▸ EXCERPTED PASSAGE:
# Infitec Passive 3D system



## THX-UltraII (Nov 19, 2008)

I had the opportunity to get a good deal on a Infitec 3D system. This system exists of two modified Epson TW9200 projectors, the INFITEC HDMI 1.4 3D Passive Splitter and 2 passive glasses.

I have questions before I start running the system.

- First of all there is an installation question I have. I connected both the TW9200s to the HDMI output A and HDMI output B of the Infitec Splitter and connected my HTPC to the HDMI input 1. So far so good. However, both the TW9200 projectors are internally modified (so not with a add-on filter like Infitec also sells them) and according to the seller both the projectors are different modified. He told me one projector is for the left eye and one for the right eye. How do I know which one is which? And also: I want to be able to use 2D too (of course). The seller told me to use one of the two projectors for 2D. But how do I know which one this is? (he could not tell me more about this unfortunately. I was a very good but also very quick deal ).

-Next important question is calibration: 

I calibrate my own projectors with Chromapure and my i1 Display 3 Pro meter. How the hell am I going to calibrate all this?? Do I just calibrate them both in 2D perfectly and that s it? Or are there any cahtches to this?

That's it for now guys.......

Thanks for all input.


----------



## mechman (Feb 8, 2007)

It's been 11 days, how are things going? Did you figure this all out? Two projector systems are out of my realm of experience.


----------

▸ EXERCISE DIRECTIONS:
Answer these questions using the Infitec 3D forum thread:
1. Which projector model do both projectors in the system use?
2. Which meter does the first poster calibrate with?
3. How many days had passed when the reply was posted?
The data after this point is separate material, not part of the Infitec 3D forum thread.

▸ INFORMATION SHOWN:
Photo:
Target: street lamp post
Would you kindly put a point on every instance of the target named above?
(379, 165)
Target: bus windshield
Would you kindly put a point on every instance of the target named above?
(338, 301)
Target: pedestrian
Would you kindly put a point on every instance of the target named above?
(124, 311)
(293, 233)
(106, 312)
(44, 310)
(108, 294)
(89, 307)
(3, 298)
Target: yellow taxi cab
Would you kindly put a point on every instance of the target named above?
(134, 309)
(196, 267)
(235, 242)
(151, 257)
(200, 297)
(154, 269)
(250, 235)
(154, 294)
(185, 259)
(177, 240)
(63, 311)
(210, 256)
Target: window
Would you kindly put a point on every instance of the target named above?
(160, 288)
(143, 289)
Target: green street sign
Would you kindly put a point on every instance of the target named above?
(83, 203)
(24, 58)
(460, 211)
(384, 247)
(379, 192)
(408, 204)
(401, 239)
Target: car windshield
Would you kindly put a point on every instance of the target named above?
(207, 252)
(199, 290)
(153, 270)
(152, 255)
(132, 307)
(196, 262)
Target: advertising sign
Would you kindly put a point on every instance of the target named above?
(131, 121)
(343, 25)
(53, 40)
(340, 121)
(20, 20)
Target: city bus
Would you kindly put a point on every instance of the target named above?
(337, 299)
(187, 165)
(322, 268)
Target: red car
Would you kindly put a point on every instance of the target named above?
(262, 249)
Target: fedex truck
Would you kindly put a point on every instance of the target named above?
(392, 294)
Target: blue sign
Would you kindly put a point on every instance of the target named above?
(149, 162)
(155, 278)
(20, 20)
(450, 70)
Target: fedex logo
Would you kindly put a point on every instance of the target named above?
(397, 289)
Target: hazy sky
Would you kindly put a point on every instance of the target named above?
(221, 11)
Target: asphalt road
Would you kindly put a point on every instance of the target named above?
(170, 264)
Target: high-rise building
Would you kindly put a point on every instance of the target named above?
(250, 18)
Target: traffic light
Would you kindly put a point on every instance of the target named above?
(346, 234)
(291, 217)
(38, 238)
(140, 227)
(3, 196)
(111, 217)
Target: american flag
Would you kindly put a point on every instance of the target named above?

▸ THE RESPONSE:
1. Epson TW9200
2. The i1 Display 3 Pro meter
3. 11 days